Working data »
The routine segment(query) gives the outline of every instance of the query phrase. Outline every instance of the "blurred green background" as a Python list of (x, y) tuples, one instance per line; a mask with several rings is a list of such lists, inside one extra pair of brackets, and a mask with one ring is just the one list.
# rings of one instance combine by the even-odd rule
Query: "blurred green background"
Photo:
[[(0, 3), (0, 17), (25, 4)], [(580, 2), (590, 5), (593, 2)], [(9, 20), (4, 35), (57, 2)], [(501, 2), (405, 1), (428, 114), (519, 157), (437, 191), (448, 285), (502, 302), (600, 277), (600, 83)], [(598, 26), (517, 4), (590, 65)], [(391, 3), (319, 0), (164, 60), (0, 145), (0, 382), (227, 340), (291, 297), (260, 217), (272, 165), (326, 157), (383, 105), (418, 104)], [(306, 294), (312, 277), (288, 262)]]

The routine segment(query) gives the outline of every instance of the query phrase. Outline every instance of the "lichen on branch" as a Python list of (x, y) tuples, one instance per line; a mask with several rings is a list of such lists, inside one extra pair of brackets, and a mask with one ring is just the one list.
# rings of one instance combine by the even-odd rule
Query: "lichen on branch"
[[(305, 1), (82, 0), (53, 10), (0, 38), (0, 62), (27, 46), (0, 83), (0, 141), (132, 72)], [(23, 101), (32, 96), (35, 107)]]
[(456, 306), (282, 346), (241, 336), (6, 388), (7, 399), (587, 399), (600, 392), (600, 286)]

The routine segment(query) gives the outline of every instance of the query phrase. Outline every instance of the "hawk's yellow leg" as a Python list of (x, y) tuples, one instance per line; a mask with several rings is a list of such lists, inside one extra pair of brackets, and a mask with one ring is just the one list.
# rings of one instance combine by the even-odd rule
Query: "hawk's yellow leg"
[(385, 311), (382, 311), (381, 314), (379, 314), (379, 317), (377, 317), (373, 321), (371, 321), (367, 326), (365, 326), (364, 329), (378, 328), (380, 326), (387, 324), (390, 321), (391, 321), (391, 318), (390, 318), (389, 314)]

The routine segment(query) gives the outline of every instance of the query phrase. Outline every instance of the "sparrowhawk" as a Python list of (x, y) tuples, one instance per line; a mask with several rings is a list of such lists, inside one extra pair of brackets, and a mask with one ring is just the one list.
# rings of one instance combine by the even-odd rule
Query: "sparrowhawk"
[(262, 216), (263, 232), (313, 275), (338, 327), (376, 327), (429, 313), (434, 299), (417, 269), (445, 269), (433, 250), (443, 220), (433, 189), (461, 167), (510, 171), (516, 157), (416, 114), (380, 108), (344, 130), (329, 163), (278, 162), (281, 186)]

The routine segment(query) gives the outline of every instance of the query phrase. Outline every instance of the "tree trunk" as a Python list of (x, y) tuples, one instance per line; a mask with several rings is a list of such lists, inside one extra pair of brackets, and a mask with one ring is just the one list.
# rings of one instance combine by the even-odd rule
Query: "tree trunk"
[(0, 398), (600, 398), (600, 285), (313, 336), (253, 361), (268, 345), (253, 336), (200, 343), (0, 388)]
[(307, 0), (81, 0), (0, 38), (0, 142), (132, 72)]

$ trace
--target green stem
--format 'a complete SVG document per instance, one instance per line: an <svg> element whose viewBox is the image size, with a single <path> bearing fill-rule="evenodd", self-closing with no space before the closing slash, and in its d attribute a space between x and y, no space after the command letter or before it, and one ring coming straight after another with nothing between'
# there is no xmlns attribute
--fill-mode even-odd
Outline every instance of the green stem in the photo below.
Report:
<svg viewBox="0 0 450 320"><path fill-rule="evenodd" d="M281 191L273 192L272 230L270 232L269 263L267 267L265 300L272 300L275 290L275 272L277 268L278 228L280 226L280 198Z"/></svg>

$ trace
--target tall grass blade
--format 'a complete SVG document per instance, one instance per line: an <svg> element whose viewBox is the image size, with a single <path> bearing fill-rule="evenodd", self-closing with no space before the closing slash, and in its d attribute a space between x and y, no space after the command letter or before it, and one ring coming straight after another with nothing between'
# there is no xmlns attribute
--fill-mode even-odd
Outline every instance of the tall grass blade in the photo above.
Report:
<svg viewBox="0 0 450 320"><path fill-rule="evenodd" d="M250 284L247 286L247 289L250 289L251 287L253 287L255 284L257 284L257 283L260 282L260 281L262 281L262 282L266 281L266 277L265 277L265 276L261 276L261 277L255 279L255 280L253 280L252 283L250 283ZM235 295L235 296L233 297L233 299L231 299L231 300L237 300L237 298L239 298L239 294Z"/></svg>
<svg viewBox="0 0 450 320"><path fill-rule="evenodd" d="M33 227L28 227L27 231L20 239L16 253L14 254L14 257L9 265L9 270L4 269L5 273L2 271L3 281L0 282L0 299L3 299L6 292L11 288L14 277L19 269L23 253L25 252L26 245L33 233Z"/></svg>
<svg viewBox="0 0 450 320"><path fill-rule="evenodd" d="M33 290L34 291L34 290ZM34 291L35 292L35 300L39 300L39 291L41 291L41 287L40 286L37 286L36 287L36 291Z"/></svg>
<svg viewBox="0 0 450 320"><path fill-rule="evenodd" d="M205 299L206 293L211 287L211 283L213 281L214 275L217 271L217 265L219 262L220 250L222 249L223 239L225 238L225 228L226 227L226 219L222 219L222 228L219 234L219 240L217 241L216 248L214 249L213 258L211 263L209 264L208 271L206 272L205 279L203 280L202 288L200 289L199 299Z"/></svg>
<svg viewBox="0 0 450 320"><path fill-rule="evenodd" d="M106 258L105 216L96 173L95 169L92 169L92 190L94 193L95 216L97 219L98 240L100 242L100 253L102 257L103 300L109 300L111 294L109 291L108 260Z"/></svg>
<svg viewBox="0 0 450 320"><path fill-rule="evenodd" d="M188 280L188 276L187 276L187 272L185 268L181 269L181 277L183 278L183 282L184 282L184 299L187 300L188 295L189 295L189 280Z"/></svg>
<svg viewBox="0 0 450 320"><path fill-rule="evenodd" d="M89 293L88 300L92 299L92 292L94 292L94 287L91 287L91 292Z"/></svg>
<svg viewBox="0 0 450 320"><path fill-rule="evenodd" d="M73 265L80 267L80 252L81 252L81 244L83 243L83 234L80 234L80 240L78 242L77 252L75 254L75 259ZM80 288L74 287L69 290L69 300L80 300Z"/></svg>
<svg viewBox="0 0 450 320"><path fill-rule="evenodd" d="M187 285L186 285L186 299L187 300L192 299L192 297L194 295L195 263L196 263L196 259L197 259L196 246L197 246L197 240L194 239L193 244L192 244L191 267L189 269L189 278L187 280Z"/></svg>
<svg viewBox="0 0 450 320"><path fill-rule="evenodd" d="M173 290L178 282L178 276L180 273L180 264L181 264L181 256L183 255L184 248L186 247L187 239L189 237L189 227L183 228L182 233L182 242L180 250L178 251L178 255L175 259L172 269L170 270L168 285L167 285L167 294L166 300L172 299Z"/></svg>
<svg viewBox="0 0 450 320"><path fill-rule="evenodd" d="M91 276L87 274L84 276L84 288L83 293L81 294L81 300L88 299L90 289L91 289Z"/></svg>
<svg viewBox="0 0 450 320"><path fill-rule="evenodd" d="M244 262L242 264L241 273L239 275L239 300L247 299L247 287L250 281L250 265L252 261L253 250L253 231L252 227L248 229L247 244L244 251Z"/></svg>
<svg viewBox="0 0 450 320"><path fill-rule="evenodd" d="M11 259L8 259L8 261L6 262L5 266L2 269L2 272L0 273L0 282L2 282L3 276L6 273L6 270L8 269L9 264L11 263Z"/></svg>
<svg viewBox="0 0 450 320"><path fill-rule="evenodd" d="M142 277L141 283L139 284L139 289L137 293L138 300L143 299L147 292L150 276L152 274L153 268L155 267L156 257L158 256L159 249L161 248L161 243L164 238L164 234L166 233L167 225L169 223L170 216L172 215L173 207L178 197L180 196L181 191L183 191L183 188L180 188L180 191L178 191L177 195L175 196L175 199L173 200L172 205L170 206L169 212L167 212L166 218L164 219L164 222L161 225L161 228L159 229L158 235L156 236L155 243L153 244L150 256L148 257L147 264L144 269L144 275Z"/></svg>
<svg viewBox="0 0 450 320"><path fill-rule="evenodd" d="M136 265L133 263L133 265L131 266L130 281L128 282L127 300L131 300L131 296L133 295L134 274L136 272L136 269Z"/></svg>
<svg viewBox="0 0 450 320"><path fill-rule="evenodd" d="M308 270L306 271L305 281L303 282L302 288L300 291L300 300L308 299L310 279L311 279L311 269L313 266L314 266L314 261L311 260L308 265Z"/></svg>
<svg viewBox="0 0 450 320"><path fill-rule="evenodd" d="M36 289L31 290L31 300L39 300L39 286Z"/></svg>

What you have to do » Go through the listing and copy each line with the string "stem".

Response »
--target green stem
Outline every instance of the green stem in the photo below.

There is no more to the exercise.